What is needed :: Copy the stretch of the Deep Tracks article from "Deep Tracks is" through "chart at No. 22.", reproducing every word and mark as it appears.

Compilation album by Faith Hill
- Released: November 18, 2016
- Genre: Country
- Length: 56:57
- Label: Warner Bros. Nashville
- Producer: Byron Gallimore; Faith Hill; Dann Huff;

Faith Hill chronology
| Joy to the World (2008) | Deep Tracks (2016) | The Rest of Our Life (2017) |

= Deep Tracks (album) =

Deep Tracks is the fourth compilation album released by American country music artist Faith Hill. It was released through Warner Bros. Nashville on November 18, 2016, and features a selection of album tracks from Hill's career that were never released as singles, along with three previously unreleased tracks. Upon release, the album entered the Billboard Country Albums chart at No. 22.

==Background==
Deep Tracks was Hill's first full-length release in eight years and marked the final album in her contract with Warner, which served as label since her 1993 debut. Comprising mostly non-single tracks from her four most recent, non-Holiday studio albums - Faith (1998), Breathe (1999), Cry (2002), and Fireflies (2005) - the compilation also features three previously unreleased songs. One of these, "Why", was recorded in 2004 during the Fireflies album sessions, but ended up not making the final track list. The song was later released by country trio Rascal Flatts, also produced by Dann Huff. "Boy" is one of the last songs she recorded for Warner, while "Come to Jesus" was originally recorded in 2003 and later dedicated by Hill to her late mother.

==Critical reception==

Stephen Thomas Erlewine of AllMusic gave the album a mixed, three out of five star review. "This is straight-down-the-middle AAA country", he writes, "music that might not be hooky enough to be a hit, but that certainly speaks to a well-manicured lifestyle". Of the three previously unreleased tracks, CMT's Alison Bonaguro declared they "sound modern and fresh, regardless of when she recorded them".

Data rows ::
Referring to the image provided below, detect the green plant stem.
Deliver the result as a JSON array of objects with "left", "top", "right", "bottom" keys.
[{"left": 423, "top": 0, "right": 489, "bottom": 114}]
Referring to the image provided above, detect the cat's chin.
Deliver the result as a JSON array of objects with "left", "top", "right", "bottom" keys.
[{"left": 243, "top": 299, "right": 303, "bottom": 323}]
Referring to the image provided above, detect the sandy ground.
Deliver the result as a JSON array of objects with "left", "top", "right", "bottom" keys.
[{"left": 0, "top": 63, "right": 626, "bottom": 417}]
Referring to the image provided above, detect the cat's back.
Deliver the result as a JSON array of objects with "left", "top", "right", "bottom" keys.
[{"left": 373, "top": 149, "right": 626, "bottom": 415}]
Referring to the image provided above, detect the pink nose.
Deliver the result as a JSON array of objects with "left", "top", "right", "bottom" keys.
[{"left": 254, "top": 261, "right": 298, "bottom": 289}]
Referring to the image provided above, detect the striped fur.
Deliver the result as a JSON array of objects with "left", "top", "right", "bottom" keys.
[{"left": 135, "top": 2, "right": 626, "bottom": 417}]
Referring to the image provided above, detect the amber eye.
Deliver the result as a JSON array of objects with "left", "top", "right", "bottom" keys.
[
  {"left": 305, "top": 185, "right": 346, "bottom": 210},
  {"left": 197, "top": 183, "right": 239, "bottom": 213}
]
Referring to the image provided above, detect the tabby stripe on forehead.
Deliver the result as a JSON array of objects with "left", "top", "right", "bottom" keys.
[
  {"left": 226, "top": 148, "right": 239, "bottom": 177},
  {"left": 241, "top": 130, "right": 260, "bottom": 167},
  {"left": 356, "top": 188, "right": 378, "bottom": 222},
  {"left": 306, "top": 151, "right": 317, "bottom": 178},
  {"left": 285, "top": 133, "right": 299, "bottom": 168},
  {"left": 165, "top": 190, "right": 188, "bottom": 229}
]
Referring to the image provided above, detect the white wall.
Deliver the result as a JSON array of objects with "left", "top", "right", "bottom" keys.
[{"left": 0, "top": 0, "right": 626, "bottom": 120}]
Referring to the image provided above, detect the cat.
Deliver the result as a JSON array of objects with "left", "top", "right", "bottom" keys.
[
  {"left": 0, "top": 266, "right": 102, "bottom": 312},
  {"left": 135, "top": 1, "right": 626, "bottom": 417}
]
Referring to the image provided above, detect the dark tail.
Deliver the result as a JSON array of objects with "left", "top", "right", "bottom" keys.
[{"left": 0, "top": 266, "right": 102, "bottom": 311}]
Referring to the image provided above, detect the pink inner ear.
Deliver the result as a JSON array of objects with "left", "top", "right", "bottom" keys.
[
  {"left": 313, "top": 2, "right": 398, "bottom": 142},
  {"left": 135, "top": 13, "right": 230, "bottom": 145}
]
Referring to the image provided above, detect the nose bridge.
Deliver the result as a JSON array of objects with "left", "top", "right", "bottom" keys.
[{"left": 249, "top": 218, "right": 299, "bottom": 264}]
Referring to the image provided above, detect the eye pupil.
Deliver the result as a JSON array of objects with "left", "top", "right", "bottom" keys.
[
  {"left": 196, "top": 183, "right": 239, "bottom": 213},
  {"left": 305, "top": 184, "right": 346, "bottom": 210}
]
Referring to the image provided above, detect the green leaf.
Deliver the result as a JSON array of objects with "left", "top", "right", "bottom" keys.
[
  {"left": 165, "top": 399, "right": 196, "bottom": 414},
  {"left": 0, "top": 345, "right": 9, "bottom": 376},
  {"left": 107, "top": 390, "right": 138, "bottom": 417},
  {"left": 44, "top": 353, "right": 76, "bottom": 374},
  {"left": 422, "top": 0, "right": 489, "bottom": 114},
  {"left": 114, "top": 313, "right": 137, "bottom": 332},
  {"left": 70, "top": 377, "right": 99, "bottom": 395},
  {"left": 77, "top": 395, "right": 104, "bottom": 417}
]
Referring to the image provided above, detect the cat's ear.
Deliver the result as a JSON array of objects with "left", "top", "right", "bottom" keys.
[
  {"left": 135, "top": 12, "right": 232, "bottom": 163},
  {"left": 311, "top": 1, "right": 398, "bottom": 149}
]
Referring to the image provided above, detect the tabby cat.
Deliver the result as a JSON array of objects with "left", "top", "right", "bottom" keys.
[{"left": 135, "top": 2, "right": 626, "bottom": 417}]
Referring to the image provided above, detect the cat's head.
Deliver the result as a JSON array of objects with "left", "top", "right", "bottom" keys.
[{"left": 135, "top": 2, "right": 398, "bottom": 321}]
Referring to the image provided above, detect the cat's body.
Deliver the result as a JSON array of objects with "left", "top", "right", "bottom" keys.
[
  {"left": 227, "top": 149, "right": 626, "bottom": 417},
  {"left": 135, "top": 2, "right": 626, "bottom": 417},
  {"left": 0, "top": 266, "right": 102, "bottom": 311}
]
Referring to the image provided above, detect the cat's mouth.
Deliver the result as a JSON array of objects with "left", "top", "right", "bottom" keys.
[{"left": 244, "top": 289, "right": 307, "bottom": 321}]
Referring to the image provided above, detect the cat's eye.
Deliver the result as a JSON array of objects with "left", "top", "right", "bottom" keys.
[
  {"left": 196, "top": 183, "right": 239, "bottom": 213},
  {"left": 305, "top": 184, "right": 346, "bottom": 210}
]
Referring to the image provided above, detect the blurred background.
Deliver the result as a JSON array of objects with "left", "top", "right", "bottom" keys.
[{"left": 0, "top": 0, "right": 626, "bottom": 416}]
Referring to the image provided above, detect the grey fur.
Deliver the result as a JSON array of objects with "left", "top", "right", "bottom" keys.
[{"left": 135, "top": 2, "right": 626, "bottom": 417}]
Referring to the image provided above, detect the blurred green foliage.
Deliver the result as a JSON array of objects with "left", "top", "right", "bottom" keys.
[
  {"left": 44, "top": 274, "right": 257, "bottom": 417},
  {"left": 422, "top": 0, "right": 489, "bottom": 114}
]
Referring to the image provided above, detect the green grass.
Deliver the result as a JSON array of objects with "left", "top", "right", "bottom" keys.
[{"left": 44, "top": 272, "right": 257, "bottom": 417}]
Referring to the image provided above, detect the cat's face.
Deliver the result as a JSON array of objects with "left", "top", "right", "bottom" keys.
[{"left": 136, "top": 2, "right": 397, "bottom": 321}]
==
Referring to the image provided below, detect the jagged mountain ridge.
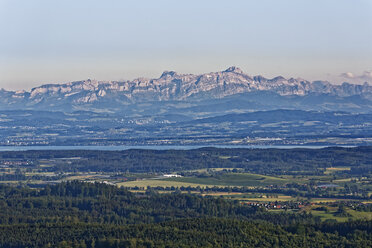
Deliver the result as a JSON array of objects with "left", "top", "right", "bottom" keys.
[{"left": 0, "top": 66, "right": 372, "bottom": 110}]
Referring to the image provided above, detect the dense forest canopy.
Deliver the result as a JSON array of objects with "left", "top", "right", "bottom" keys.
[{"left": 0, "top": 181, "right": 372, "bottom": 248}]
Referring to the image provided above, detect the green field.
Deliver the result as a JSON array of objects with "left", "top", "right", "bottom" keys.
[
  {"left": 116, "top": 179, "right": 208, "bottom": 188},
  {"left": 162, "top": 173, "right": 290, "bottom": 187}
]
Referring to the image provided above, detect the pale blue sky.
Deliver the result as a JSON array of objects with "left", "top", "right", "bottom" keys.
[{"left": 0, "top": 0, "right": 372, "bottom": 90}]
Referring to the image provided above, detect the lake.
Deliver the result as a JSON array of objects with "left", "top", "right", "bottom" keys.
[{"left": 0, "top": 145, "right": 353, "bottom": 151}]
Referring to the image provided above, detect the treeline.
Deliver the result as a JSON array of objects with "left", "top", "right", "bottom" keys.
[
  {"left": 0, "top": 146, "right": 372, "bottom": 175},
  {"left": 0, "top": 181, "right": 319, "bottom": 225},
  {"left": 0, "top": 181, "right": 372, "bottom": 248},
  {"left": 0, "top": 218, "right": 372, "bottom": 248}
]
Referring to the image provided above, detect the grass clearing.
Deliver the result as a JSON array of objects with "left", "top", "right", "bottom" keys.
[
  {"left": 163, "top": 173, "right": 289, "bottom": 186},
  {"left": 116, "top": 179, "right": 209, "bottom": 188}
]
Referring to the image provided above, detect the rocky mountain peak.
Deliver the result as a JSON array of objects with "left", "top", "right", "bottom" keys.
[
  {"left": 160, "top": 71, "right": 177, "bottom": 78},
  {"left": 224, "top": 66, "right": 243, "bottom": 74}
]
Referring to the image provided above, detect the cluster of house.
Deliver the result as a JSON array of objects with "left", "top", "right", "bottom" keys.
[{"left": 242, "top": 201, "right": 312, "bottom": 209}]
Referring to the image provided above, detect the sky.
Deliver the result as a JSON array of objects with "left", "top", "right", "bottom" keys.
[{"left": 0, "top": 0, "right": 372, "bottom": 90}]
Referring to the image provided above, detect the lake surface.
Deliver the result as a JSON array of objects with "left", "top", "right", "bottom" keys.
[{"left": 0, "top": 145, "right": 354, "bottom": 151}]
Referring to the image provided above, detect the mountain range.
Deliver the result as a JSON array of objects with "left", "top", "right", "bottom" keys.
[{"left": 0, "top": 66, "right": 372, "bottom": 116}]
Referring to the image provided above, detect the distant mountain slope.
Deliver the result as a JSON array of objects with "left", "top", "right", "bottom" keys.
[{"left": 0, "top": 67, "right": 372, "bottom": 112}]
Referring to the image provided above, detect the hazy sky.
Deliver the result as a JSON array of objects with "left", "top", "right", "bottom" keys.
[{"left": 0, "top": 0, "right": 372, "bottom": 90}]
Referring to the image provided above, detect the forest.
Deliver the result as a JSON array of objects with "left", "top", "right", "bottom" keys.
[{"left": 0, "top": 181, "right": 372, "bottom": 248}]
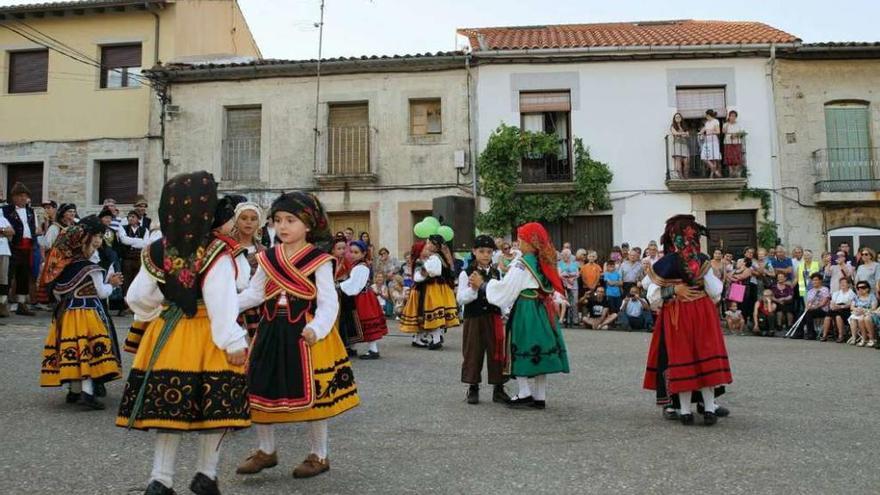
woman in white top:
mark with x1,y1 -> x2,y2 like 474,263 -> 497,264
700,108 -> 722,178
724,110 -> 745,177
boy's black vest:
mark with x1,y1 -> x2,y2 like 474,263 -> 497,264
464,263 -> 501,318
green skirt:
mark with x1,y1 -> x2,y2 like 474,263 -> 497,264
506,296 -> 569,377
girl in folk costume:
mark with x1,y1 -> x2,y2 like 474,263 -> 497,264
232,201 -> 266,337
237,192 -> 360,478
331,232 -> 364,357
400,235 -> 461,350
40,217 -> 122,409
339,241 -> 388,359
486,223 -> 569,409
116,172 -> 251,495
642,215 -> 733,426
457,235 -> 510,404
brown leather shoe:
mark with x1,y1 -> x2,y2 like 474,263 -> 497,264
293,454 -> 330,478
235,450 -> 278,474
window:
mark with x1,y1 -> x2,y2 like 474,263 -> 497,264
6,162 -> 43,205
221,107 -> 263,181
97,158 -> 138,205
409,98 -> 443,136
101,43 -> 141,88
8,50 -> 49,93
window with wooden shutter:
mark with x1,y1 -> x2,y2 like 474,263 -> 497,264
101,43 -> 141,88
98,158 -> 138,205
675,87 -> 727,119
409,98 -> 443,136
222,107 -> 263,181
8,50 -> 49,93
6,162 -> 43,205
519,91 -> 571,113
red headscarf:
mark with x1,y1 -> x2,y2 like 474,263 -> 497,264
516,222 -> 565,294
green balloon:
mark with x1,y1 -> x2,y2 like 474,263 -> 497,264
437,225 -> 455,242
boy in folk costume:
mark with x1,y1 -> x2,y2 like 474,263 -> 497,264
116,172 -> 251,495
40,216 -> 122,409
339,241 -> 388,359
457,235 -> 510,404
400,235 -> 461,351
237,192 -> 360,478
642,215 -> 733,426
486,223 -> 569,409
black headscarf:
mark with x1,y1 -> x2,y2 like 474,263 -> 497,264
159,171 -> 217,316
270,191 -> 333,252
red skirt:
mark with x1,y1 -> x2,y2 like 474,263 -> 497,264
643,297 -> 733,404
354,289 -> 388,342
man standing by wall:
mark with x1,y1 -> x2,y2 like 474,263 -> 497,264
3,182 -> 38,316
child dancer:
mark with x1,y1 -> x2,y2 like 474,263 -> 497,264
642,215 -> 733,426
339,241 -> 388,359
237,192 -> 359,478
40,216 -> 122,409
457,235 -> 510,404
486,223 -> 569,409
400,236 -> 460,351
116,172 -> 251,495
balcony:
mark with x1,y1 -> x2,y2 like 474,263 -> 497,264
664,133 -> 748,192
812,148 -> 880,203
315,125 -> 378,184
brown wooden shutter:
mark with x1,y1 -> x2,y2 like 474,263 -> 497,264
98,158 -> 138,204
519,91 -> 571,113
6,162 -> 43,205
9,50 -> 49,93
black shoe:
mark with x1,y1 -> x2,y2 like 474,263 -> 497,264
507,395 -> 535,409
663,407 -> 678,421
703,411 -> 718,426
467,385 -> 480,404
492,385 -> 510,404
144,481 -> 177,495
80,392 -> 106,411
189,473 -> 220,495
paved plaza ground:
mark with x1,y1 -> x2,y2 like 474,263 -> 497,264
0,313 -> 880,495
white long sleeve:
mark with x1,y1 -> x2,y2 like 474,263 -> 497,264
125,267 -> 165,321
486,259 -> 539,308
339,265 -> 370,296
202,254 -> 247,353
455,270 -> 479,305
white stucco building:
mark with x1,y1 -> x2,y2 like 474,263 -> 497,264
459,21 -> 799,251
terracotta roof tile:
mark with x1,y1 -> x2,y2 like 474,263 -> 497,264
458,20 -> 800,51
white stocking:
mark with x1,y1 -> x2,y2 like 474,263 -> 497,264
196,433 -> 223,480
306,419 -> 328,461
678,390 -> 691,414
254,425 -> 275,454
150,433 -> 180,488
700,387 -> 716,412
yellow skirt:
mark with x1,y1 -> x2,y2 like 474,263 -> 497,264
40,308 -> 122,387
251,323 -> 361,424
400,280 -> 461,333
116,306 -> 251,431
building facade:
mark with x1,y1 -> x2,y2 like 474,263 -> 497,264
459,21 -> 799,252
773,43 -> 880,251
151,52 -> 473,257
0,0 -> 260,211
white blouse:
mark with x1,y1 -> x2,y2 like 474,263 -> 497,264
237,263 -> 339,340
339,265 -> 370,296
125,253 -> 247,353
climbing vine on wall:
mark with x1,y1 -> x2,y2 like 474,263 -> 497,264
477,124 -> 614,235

Exercise solution ::
Deep Tracks is the fourth compilation album released by American country music artist Faith Hill. It was released through Warner Bros. Nashville on November 18, 2016, and features a selection of album tracks from Hill's career that were never released as singles, along with three previously unreleased tracks. Upon release, the album entered the Billboard Country Albums chart at No. 22.